Stored records:
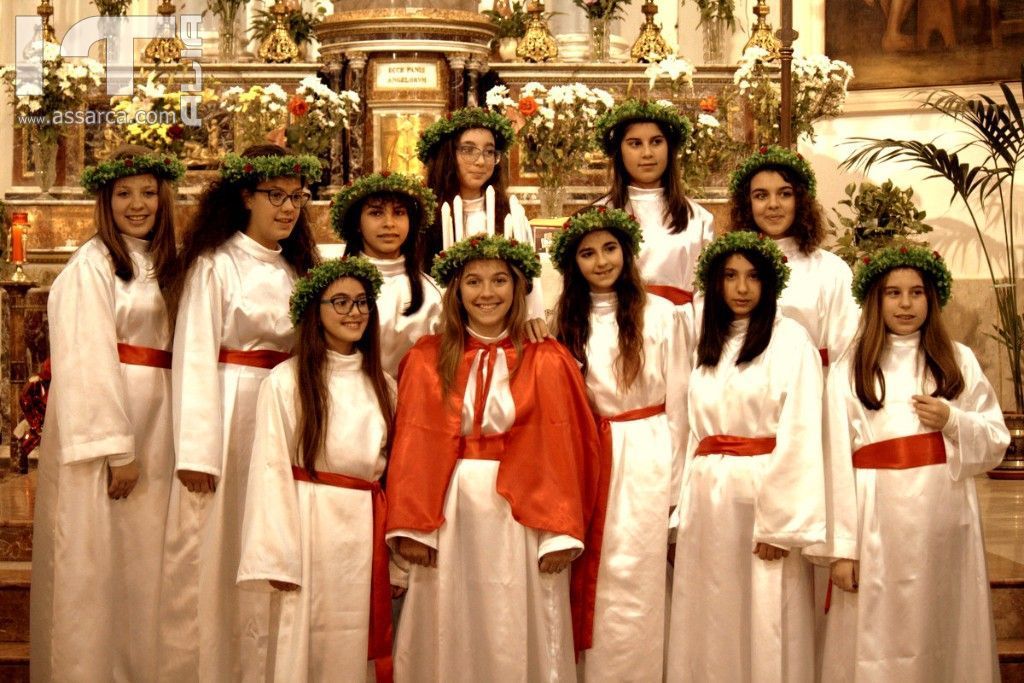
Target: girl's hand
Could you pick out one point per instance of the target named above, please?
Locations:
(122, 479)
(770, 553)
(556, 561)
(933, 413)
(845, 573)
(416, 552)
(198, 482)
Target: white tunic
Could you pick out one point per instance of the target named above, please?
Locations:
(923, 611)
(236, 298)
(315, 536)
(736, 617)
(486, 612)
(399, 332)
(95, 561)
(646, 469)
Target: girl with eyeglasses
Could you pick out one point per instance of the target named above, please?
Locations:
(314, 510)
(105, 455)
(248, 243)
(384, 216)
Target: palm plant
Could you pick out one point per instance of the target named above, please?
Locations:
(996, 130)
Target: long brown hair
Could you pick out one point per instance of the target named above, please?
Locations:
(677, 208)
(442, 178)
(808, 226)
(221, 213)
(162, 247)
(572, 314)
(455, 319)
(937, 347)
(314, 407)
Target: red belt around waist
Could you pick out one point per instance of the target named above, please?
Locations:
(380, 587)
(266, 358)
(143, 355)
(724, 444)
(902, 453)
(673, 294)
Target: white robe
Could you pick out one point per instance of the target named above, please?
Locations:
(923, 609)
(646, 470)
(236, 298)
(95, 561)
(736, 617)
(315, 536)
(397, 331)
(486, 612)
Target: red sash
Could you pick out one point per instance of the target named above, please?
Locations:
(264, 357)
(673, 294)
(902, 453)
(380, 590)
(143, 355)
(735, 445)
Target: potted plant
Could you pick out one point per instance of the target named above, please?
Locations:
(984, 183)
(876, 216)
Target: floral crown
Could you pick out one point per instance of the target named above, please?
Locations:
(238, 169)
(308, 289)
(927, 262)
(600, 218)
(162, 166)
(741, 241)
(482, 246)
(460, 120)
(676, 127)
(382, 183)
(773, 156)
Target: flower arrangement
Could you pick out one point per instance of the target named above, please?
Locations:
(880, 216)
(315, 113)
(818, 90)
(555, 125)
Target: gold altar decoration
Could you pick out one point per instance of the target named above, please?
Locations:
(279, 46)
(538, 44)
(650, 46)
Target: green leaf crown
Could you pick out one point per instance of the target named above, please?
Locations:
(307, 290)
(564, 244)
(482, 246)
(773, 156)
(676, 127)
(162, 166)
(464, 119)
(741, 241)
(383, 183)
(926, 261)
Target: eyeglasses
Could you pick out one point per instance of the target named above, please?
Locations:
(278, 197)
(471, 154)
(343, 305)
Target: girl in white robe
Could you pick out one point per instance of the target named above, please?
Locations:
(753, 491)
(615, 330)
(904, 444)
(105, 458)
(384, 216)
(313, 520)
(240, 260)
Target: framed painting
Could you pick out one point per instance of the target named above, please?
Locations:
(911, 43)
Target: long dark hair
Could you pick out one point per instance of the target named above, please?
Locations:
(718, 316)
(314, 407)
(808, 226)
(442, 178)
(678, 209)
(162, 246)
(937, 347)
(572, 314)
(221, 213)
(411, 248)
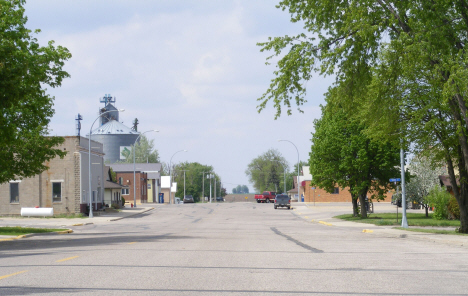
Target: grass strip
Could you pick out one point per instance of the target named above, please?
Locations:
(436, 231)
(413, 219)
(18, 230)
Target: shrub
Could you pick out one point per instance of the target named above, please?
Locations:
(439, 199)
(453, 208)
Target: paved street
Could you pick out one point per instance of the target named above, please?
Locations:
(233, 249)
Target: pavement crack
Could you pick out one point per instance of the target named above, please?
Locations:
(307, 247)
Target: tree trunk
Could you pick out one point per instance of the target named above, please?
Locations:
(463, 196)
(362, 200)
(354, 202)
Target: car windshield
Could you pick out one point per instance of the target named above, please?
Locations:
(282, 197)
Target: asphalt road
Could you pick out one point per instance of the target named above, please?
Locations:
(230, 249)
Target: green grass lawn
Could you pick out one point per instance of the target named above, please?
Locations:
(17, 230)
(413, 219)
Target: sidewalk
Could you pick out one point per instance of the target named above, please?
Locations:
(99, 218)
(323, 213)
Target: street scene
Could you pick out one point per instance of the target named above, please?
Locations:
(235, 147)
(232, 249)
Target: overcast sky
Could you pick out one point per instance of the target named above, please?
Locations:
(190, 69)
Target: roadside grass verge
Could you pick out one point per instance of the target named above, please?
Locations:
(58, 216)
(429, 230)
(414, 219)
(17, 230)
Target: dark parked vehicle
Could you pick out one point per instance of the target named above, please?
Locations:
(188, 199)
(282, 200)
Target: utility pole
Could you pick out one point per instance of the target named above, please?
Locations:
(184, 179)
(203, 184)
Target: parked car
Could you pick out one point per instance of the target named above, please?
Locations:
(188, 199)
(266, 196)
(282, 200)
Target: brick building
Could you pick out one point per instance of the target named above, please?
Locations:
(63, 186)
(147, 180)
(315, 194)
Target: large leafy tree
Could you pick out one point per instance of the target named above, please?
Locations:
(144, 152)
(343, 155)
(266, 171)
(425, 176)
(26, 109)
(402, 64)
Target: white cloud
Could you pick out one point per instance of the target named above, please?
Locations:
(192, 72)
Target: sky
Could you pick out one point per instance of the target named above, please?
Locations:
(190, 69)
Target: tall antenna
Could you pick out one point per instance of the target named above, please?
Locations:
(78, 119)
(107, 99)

> **TASK INSTRUCTIONS**
Please arrange every line of the entries above as a JSON list of strings, one string per line, leaving out blank lines and the pictures.

> **CORRECT OUTPUT**
[
  "Target: girl's hand",
  "Could you pick out one point per instance of the target named above, please?",
  "Locations:",
  "(122, 479)",
  "(770, 553)",
  "(556, 561)",
  "(933, 413)",
  "(845, 573)",
  "(416, 552)",
  "(198, 482)",
  "Target: white tunic",
  "Could you pick out one point per instance of the target named above, please?",
  "Locations:",
  "(923, 611)",
  "(236, 298)",
  "(315, 536)",
  "(736, 617)",
  "(486, 612)",
  "(399, 332)",
  "(95, 561)",
  "(646, 469)",
  "Target: girl with eyeglasses",
  "Could you pick out one point per instance of the target named above, please?",
  "Locations:",
  "(314, 510)",
  "(105, 455)",
  "(248, 243)",
  "(384, 216)",
  "Target: palm plant",
  "Could you pick out one point per instance of the target named above, please?",
  "Locations:",
  "(996, 130)",
  "Target: long brown hair",
  "Could you pick out one point per instance of the target named above, please?",
  "Locations:",
  "(677, 208)",
  "(442, 178)",
  "(808, 226)",
  "(221, 213)",
  "(162, 247)",
  "(572, 314)",
  "(455, 319)",
  "(937, 347)",
  "(314, 407)",
  "Target: red belt around waist",
  "Could you pick out one point per instance of the target named above, please?",
  "Locations:",
  "(380, 587)",
  "(266, 358)",
  "(143, 355)",
  "(724, 444)",
  "(902, 453)",
  "(673, 294)",
  "Target: white robe",
  "Could you pick out one point per instance of the target named above, please?",
  "Locations:",
  "(923, 609)",
  "(646, 470)",
  "(236, 298)",
  "(95, 561)",
  "(736, 617)",
  "(315, 536)",
  "(397, 331)",
  "(486, 612)",
  "Target: red sash",
  "Could you pick out one point per instance of the target named above, please?",
  "Locations:",
  "(264, 357)",
  "(673, 294)",
  "(902, 453)",
  "(380, 590)",
  "(143, 355)",
  "(735, 445)",
  "Target: potted plant",
  "Could you pick out one point per instance of the target named above, please?",
  "Locations:",
  "(984, 183)",
  "(876, 216)",
  "Target: floral crown",
  "Could you pick out one point per instance of the target named above, please?",
  "Locations:",
  "(238, 169)",
  "(308, 289)",
  "(927, 262)",
  "(600, 218)",
  "(162, 166)",
  "(741, 241)",
  "(482, 246)",
  "(460, 120)",
  "(676, 127)",
  "(382, 183)",
  "(773, 156)",
  "Target: flower arrangement",
  "Could you pick out one point per instance of the target named above, please?",
  "Locations:",
  "(880, 216)",
  "(315, 113)",
  "(818, 90)",
  "(555, 125)",
  "Target: gold altar decoration",
  "Could you pick out one point per instance of the target named above, please?",
  "Locations:",
  "(279, 46)",
  "(538, 44)",
  "(650, 46)",
  "Target: green leaf crown",
  "Could you pick out one point per instance of the target named above, please?",
  "Locations:",
  "(307, 290)",
  "(564, 244)",
  "(482, 246)",
  "(773, 156)",
  "(676, 127)",
  "(162, 166)",
  "(464, 119)",
  "(741, 241)",
  "(383, 183)",
  "(926, 261)",
  "Target: eyeglasses",
  "Could you pick out one point per instance of the target named above, please?",
  "Locations:",
  "(278, 197)",
  "(471, 154)",
  "(343, 305)",
  "Target: girl in white robe",
  "Could you pick out one point per instance of the target named above, please?",
  "Locations:",
  "(753, 491)",
  "(615, 330)",
  "(904, 444)",
  "(105, 458)",
  "(384, 216)",
  "(313, 520)",
  "(240, 260)",
  "Target: framed painting",
  "Could you pick out one point per instance of the target named above, please?",
  "Locations:",
  "(911, 43)",
  "Target: long dark hair",
  "Could you pick out one point per instance of the target named above, please?",
  "Locations:",
  "(718, 316)",
  "(314, 407)",
  "(808, 226)",
  "(442, 178)",
  "(678, 209)",
  "(162, 246)",
  "(937, 347)",
  "(572, 314)",
  "(221, 213)",
  "(411, 248)",
  "Target: grass strip",
  "Could you pick out one point per instance of the target named above, please?",
  "Locations:",
  "(436, 231)",
  "(413, 219)",
  "(18, 230)",
  "Target: shrub",
  "Could you pick out one point per instance of the target named above, please?",
  "Locations:",
  "(439, 199)",
  "(453, 208)",
  "Target: paved street",
  "Could you pick out one point per instance of the target named above, please?",
  "Locations:",
  "(233, 249)",
  "Target: pavement crack",
  "Could you pick out one point per instance of the target named above, please?",
  "Locations:",
  "(307, 247)",
  "Target: tree trunk",
  "Could you pick out one point per instance of the target named above, please?",
  "Locations:",
  "(463, 196)",
  "(362, 200)",
  "(354, 202)",
  "Target: car windshield",
  "Could you pick out one point per instance of the target named above, please?",
  "Locations:",
  "(282, 197)",
  "Target: asphalt road",
  "Could you pick out one point per instance of the target named above, please?",
  "Locations:",
  "(230, 249)",
  "Target: green grass lawn",
  "Could you pick out one point per instance of the target named above, please?",
  "Locations:",
  "(17, 230)",
  "(413, 219)",
  "Target: sidewalk",
  "Could you pick out one point per instance of the target named above, please?",
  "Locations:",
  "(99, 218)",
  "(323, 213)",
  "Target: street scene",
  "Could you pick out one point per instance of the target named above, please?",
  "Locations:",
  "(235, 147)",
  "(232, 249)",
  "Target: overcast sky",
  "Could you pick out one point per instance of the target named above, please?",
  "Locations:",
  "(190, 69)",
  "Target: roadside grass verge",
  "Could you pick out one point per instance of the target named above, please?",
  "Locations:",
  "(58, 216)",
  "(429, 230)",
  "(414, 219)",
  "(17, 230)",
  "Target: dark parked vehicle",
  "Could you pick out one point per instance of the target named above, please?",
  "Locations:",
  "(188, 199)",
  "(282, 200)",
  "Target: utility pole",
  "Could you pick out one point per instance of the target named above, please?",
  "Locations:",
  "(184, 179)",
  "(203, 184)",
  "Target: parked car",
  "Could you pick out one point per instance of the target named above, please?",
  "Locations:",
  "(188, 199)",
  "(266, 196)",
  "(282, 200)",
  "Target: brick building",
  "Could you pick out one point per instance of the target named above, please?",
  "Locations:",
  "(63, 186)",
  "(147, 180)",
  "(315, 194)",
  "Target: large leafy tree",
  "Could you pick out one point per instance of the target named above, please?",
  "Locations:",
  "(144, 152)",
  "(343, 155)",
  "(266, 171)",
  "(425, 176)",
  "(26, 109)",
  "(402, 64)",
  "Target: white cloud",
  "Could you pick out one point per instance of the target named above, please?",
  "Locations:",
  "(192, 72)",
  "Target: sky",
  "Could you pick out one point per instance of the target named above, please?",
  "Locations:",
  "(190, 69)",
  "Target: tall antenna",
  "Could you pick out one point per instance of the target named above, please?",
  "Locations:",
  "(78, 119)",
  "(107, 99)"
]